Begin Given data
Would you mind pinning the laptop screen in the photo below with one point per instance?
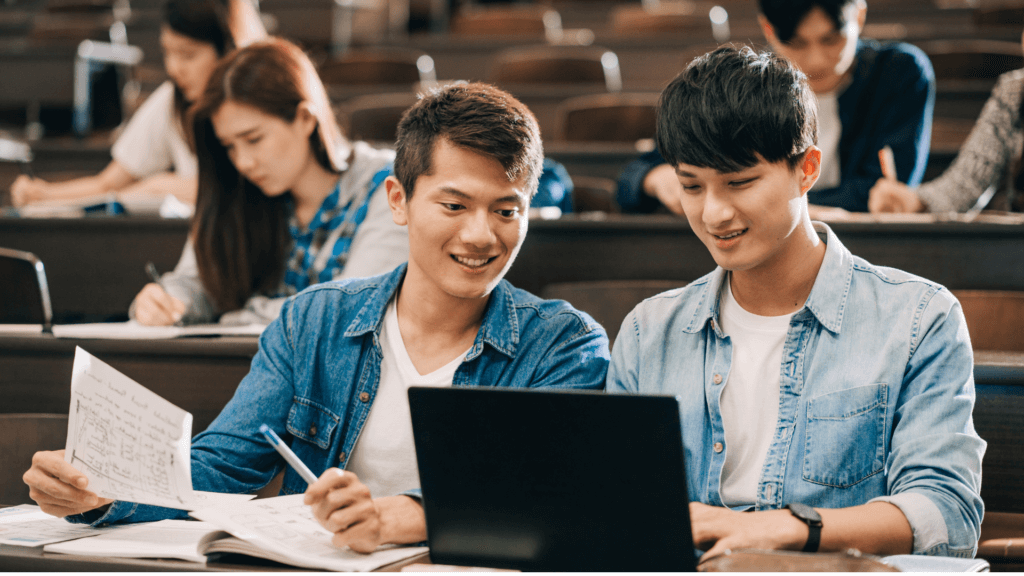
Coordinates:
(552, 481)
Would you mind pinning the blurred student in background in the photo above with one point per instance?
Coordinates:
(153, 156)
(984, 160)
(869, 94)
(285, 200)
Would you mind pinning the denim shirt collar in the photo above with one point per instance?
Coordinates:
(826, 300)
(500, 327)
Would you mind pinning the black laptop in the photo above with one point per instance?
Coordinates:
(552, 481)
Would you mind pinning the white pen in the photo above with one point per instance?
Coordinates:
(287, 453)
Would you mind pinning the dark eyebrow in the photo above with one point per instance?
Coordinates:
(463, 196)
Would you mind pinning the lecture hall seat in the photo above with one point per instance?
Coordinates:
(614, 117)
(20, 437)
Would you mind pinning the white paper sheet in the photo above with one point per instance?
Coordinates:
(285, 527)
(136, 331)
(29, 526)
(131, 444)
(169, 538)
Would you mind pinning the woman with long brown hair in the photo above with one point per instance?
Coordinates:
(153, 156)
(285, 200)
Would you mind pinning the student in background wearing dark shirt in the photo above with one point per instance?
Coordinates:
(869, 94)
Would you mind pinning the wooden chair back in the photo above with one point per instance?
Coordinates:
(608, 300)
(516, 19)
(375, 117)
(994, 319)
(615, 117)
(972, 59)
(557, 66)
(20, 437)
(380, 67)
(594, 194)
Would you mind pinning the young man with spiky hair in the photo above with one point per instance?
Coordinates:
(332, 372)
(829, 398)
(869, 94)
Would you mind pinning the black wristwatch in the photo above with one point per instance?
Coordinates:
(812, 519)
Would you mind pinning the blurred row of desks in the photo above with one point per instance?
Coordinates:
(95, 265)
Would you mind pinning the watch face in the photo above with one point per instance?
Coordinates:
(805, 512)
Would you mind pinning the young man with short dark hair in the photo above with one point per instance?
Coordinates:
(332, 372)
(809, 379)
(869, 95)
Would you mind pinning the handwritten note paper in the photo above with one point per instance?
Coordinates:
(131, 444)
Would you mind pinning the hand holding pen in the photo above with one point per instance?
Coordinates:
(154, 305)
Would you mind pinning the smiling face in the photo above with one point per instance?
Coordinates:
(747, 219)
(267, 151)
(818, 49)
(188, 62)
(466, 222)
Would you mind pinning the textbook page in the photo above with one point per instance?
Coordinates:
(135, 331)
(283, 529)
(179, 539)
(29, 526)
(131, 444)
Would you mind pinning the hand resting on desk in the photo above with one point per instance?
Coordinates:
(154, 306)
(58, 488)
(343, 504)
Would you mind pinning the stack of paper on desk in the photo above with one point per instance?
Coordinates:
(284, 530)
(136, 331)
(281, 529)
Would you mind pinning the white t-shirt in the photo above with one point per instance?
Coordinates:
(829, 130)
(750, 397)
(384, 456)
(153, 141)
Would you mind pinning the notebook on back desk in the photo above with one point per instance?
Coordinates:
(552, 481)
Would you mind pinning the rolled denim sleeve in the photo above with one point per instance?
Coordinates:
(934, 468)
(231, 456)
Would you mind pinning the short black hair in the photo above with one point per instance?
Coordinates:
(785, 15)
(733, 107)
(474, 116)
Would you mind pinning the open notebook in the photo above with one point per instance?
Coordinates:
(281, 529)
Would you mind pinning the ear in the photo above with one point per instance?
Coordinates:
(396, 200)
(810, 169)
(767, 30)
(305, 119)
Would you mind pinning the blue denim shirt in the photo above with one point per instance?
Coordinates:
(317, 368)
(877, 391)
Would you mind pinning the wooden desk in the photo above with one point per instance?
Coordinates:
(197, 374)
(654, 247)
(95, 265)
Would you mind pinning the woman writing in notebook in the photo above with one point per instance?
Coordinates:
(285, 200)
(152, 157)
(984, 160)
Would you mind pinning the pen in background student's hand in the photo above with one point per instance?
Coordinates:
(151, 269)
(888, 163)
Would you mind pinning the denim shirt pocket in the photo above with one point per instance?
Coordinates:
(311, 422)
(845, 439)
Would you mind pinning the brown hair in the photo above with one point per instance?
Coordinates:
(223, 24)
(475, 116)
(241, 236)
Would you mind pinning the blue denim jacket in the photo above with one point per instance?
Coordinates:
(877, 391)
(317, 368)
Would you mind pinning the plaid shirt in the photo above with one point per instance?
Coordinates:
(321, 249)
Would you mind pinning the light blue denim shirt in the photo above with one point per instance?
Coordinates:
(317, 368)
(877, 391)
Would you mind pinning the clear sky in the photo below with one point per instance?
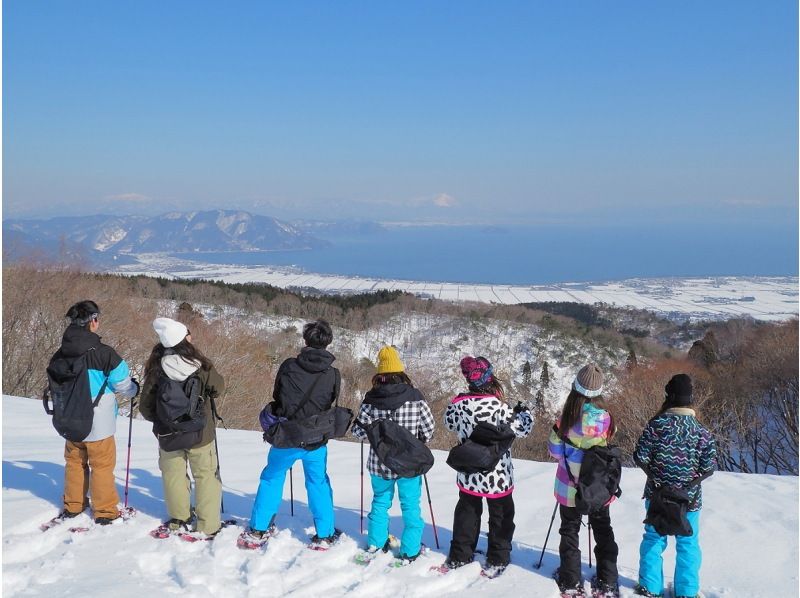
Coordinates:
(621, 112)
End Given data
Copy the lines from the one containing "Would you mind pinning the clear" through the end of the items, swapping "clear sky" for "open sky" and keeping everything else the same. Omit the picture from your copy.

Would you mind pinning the open sky in the photo below with one point per instance?
Coordinates:
(621, 112)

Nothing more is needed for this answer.